=== Section Start ===
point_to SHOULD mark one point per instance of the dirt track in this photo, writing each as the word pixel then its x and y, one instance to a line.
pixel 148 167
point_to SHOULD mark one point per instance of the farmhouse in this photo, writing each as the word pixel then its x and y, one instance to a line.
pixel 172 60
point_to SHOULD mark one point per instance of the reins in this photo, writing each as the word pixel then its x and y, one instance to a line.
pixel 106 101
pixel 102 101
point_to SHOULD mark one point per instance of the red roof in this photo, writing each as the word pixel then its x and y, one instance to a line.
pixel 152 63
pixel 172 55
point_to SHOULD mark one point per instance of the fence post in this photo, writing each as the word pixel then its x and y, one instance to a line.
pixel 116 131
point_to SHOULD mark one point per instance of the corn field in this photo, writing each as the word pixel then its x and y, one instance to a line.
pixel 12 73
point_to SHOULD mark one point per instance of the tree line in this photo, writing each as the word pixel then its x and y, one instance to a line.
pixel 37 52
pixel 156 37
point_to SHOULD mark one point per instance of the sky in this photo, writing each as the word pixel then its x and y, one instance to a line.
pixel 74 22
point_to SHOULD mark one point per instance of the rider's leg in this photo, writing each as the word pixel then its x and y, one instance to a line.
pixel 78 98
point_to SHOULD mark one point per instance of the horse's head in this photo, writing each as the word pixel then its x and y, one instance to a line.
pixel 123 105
=== Section End ===
▶ [EXERCISE DIRECTIONS]: In full and without alteration, transcribe the entries above.

▶ [RESPONSE]:
point_to SHOULD mark one point per instance of the dirt track in this photo, writing each as the word pixel then its x and y, one instance to a line.
pixel 148 167
point_to SHOULD mark one point per instance of the farmhouse in this photo, writing each as the word pixel then its x and y, one instance to a line.
pixel 172 60
point_to SHOULD mark one point per instance of the reins in this photo, writing each as the word pixel then its x and y, one instance to a line.
pixel 106 101
pixel 102 101
point_to SHOULD mark one point per instance of the red roof in this photo, writing each as the word pixel then its x and y, one instance to a line.
pixel 152 63
pixel 172 55
point_to SHOULD mark one point per instance of the fence post in this photo, writing each as the word pixel then its x and y, one instance to a line.
pixel 116 131
point_to SHOULD mark one point per instance of the corn field in this photo, writing each as the word pixel then its x and y, one instance to a line.
pixel 12 73
point_to SHOULD mark one point per instance of the tree line in this photo, writing each as the word pixel then its x and y, one instance to a line.
pixel 37 52
pixel 156 37
point_to SHOULD mark one point per instance of the sky in this photo, writing each as the word pixel then its x and y, one instance to a line.
pixel 74 22
point_to SHOULD mark one point per instance of the rider's leg in this photo, writing each as the word pixel then its x and y, one instance to a line.
pixel 78 98
point_to SHOULD mark one point per instance of the horse's head in this photo, writing each as the word pixel then its x and y, one instance to a line.
pixel 123 105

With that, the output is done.